- Opening Delimiter -

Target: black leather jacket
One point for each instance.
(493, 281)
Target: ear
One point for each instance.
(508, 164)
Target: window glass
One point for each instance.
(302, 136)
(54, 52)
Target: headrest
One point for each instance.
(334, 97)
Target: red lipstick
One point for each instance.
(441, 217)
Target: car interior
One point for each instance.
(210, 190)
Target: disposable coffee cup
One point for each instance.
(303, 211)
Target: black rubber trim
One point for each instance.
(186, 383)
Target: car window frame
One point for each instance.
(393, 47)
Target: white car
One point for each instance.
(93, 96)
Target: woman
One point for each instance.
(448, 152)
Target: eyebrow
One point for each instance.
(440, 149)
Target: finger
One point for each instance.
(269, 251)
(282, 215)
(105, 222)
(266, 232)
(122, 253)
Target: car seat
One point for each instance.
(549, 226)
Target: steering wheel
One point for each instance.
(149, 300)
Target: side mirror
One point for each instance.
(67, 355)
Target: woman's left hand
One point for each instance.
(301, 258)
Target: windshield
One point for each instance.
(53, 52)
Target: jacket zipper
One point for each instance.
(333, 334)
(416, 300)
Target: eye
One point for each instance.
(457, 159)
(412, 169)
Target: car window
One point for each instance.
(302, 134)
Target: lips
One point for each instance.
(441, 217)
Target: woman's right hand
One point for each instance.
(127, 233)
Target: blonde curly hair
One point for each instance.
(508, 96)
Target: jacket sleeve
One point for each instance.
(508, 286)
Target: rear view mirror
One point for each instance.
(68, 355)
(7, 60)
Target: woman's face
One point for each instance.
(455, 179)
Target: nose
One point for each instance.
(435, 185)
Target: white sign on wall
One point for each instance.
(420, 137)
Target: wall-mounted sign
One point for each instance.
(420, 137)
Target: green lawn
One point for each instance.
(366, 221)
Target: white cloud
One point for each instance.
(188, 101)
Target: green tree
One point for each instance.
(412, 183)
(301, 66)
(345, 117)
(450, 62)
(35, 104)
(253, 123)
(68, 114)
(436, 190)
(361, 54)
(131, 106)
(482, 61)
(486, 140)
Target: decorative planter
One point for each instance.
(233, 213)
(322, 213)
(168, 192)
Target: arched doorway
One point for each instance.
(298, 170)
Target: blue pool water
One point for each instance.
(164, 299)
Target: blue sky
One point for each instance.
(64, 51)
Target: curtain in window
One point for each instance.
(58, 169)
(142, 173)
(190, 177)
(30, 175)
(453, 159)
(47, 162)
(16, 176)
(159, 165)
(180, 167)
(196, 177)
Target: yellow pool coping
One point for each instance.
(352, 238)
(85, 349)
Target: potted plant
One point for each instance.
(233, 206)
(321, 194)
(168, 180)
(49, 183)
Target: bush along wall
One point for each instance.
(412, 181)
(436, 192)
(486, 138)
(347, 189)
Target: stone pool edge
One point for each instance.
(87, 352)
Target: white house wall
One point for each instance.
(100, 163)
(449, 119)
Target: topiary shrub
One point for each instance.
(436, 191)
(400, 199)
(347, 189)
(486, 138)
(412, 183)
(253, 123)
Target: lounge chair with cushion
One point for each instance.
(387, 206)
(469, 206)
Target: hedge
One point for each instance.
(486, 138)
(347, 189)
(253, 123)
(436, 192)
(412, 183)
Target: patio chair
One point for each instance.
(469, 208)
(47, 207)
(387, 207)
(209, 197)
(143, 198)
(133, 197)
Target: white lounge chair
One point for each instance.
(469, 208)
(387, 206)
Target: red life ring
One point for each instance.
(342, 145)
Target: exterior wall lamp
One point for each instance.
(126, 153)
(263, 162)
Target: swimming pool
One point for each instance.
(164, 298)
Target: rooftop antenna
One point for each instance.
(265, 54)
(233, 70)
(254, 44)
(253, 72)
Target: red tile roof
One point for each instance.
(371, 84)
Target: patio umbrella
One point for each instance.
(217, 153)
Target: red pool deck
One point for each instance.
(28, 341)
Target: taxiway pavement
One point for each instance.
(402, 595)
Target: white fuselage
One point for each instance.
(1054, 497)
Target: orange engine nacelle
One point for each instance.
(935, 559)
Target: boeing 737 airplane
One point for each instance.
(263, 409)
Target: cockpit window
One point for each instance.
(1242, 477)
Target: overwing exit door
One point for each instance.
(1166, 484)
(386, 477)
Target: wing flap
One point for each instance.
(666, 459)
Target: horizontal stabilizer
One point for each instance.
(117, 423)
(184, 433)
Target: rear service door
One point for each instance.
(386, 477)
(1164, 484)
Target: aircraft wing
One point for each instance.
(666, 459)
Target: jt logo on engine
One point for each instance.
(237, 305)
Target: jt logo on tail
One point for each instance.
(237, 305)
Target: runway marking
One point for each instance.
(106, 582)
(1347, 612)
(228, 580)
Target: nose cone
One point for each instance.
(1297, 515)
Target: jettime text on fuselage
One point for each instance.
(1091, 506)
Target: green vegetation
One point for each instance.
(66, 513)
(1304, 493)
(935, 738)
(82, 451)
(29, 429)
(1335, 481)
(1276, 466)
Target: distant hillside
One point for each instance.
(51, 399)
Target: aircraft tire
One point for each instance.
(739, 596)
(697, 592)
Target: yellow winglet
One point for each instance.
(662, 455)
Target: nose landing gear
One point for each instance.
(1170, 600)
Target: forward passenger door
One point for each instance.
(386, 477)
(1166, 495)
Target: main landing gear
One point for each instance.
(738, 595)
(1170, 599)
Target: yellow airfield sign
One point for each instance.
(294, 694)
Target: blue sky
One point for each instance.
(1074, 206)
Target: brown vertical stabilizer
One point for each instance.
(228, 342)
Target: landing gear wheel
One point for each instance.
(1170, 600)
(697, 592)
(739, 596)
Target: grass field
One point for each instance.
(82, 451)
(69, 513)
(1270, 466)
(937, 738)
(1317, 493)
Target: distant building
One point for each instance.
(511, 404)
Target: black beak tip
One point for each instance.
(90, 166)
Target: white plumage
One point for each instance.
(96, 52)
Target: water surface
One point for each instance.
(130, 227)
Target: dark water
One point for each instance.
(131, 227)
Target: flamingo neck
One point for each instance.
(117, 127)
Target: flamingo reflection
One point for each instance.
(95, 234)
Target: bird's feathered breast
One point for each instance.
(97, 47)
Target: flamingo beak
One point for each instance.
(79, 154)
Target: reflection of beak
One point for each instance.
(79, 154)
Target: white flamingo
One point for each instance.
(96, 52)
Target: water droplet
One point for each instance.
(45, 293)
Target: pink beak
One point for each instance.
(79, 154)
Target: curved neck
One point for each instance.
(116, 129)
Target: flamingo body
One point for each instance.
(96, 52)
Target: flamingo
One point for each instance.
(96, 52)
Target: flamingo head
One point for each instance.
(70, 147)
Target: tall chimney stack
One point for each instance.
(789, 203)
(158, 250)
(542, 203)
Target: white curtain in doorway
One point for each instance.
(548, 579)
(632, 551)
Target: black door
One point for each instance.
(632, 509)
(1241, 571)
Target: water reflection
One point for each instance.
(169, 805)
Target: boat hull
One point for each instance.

- Closing Delimiter -

§ Problem statement
Above are the entries; repeat their lines exactly, from the first through the one that contains "Target: woman's left hand".

§ Finished task
Target: black leather jacket
One point for each instance.
(493, 281)
Target: ear
One point for each instance.
(508, 164)
Target: window glass
One point for each instance.
(302, 136)
(54, 52)
Target: headrest
One point for each instance.
(334, 97)
Target: red lipstick
One point for each instance.
(441, 217)
Target: car interior
One point for each instance.
(210, 190)
Target: disposable coffee cup
One point for each instance.
(303, 211)
Target: black rubber trim
One point for each instance.
(186, 383)
Target: car window frame
One point for each instance.
(393, 47)
Target: white car
One point for each instance.
(93, 96)
Target: woman
One point for each instance.
(448, 152)
Target: eyebrow
One point for each instance.
(440, 149)
Target: finger
One point for each instance.
(269, 251)
(282, 215)
(105, 222)
(266, 232)
(122, 253)
Target: car seat
One point for each instance.
(549, 226)
Target: steering wheel
One point for each instance.
(149, 300)
Target: side mirror
One point for each instance.
(67, 355)
Target: woman's left hand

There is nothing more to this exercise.